WORK TO COMPLETE: Copy the lines below word for word, keeping each one in its original order.

DATA LISTING:
────────────────
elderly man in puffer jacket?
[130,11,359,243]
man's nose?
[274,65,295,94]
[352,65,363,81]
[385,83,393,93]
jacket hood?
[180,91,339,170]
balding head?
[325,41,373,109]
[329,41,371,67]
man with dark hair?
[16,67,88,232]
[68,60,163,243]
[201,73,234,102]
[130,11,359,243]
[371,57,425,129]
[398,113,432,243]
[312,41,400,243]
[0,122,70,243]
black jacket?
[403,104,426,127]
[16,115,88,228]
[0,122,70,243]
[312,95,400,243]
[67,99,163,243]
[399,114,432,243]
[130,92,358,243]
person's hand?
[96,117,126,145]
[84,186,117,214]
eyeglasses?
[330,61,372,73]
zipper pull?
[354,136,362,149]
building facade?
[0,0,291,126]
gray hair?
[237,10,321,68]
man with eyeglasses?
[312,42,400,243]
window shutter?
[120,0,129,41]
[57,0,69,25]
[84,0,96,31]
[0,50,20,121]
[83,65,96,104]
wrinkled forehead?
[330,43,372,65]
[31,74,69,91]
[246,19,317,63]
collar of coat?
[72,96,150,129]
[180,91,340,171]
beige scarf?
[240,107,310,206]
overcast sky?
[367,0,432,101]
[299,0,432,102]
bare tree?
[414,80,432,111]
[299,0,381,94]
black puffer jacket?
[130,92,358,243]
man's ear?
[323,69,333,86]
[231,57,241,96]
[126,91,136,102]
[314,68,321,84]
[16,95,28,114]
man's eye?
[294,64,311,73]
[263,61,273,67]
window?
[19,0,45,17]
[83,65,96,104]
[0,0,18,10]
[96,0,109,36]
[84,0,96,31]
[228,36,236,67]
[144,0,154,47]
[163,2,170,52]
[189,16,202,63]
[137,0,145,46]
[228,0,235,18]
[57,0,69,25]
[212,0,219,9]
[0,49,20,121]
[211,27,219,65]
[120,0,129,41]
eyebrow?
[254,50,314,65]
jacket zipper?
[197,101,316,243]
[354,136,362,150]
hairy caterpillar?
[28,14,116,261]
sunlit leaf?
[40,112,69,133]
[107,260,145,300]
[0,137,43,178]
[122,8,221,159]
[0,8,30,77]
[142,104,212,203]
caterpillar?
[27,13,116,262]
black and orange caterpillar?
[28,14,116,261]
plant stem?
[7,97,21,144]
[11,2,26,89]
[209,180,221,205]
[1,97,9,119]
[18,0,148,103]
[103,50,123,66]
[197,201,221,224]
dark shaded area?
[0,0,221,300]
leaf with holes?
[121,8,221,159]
────────────────
WORKED ANSWER:
elderly man in puffer jacket?
[130,11,359,243]
man's nose?
[274,65,295,94]
[352,65,363,81]
[385,83,393,93]
jacket hood?
[180,91,339,170]
balding head?
[325,41,373,109]
[329,41,371,67]
man with dark hair?
[16,67,88,232]
[68,60,163,243]
[201,73,234,102]
[130,11,359,243]
[371,57,425,129]
[398,113,432,243]
[312,41,400,243]
[0,122,70,243]
black jacket?
[403,104,426,127]
[16,115,88,228]
[0,122,70,243]
[312,95,400,243]
[67,99,163,243]
[399,114,432,243]
[130,92,358,243]
person's hand?
[96,117,126,145]
[84,186,117,214]
eyeglasses?
[330,61,372,73]
zipper pull?
[354,136,362,149]
building facade?
[0,0,291,126]
gray hair?
[237,10,321,68]
man with eyeglasses?
[312,42,400,243]
window shutter?
[120,0,129,41]
[57,0,69,25]
[84,0,96,31]
[0,50,20,121]
[83,65,96,104]
wrinkled forehead?
[330,43,372,65]
[31,74,69,91]
[246,19,317,63]
collar of coat?
[72,96,150,129]
[180,91,340,171]
beige scarf?
[240,107,310,206]
overcast sky?
[367,0,432,101]
[299,0,432,102]
bare tree?
[414,80,432,111]
[299,0,381,94]
black puffer jacket?
[130,92,358,243]
man's ear?
[323,69,333,86]
[231,57,241,96]
[126,91,136,102]
[314,68,321,84]
[16,95,28,114]
man's eye?
[294,64,311,73]
[263,61,273,67]
window?
[19,0,45,17]
[83,65,96,104]
[0,0,18,10]
[96,0,109,36]
[84,0,96,31]
[228,36,236,67]
[144,0,154,47]
[163,2,170,52]
[189,16,202,63]
[137,0,145,46]
[228,0,235,18]
[57,0,69,25]
[212,0,219,9]
[0,49,20,121]
[211,27,219,65]
[120,0,129,41]
eyebrow?
[254,50,314,65]
jacket zipper?
[197,101,316,243]
[354,136,362,150]
hairy caterpillar?
[28,14,116,261]
sunlit leaf?
[40,112,69,133]
[107,260,145,300]
[0,137,43,178]
[122,8,221,159]
[0,8,30,77]
[142,104,212,203]
caterpillar?
[27,13,116,262]
black and orange caterpillar?
[28,14,116,261]
plant stem?
[7,97,21,144]
[11,2,26,89]
[209,180,221,205]
[1,97,9,119]
[18,0,148,103]
[103,50,123,66]
[197,201,221,224]
dark shaded area?
[0,0,221,300]
leaf with holes?
[121,8,221,159]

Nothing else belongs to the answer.